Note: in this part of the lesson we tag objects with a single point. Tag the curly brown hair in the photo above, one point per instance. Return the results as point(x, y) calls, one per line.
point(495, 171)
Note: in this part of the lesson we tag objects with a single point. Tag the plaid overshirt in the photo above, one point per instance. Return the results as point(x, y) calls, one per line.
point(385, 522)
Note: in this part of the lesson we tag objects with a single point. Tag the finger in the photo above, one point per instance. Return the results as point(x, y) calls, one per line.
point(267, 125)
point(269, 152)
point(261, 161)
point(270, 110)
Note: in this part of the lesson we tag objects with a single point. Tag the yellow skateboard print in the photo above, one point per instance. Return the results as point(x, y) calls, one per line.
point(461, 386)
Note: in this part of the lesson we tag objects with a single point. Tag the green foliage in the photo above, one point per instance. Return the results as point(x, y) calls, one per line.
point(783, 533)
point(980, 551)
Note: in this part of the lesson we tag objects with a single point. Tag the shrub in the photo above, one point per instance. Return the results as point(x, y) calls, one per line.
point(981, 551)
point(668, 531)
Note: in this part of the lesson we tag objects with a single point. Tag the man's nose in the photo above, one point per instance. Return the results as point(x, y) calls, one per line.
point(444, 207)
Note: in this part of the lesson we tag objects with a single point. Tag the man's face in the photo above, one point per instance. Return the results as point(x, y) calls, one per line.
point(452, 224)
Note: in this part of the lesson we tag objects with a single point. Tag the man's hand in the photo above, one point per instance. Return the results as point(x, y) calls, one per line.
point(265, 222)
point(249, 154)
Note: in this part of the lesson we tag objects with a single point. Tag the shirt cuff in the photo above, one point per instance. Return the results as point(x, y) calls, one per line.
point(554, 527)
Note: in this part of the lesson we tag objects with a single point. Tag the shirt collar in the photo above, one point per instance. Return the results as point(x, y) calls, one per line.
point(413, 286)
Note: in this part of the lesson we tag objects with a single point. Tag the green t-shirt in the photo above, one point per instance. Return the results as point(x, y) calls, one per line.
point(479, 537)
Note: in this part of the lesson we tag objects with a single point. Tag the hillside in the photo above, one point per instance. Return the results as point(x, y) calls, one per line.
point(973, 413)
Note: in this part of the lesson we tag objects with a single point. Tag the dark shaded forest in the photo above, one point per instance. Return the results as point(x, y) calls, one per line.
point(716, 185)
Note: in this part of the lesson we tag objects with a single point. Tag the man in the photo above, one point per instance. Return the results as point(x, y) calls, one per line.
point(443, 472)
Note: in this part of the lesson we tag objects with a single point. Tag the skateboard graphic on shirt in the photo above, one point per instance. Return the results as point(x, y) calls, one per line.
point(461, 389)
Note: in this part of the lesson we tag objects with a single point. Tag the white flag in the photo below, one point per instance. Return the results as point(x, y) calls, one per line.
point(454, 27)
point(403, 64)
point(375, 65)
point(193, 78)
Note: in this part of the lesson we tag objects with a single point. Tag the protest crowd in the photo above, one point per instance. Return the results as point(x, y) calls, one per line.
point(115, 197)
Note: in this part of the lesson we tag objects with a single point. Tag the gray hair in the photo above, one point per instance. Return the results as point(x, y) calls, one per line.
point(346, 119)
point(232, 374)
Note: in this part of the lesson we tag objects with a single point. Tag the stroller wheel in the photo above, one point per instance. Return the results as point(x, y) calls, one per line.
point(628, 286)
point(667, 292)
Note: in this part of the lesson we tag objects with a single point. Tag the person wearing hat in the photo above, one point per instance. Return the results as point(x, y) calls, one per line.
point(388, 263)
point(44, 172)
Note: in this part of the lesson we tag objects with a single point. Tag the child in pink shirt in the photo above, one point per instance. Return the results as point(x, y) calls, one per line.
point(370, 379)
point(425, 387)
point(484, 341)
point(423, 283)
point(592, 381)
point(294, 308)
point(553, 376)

Directions:
Copy the listing again from the line that contains "Tag the protest" through the line that contains "point(115, 197)", keeping the request line and offsetting every x and y coordinate in the answer points by -79.

Exercise output:
Note: in this part of the lesson we tag objects with a single point. Tag the protest crowd in the photo above, one point per instance. Return the results as point(x, y) calls, one per line.
point(36, 118)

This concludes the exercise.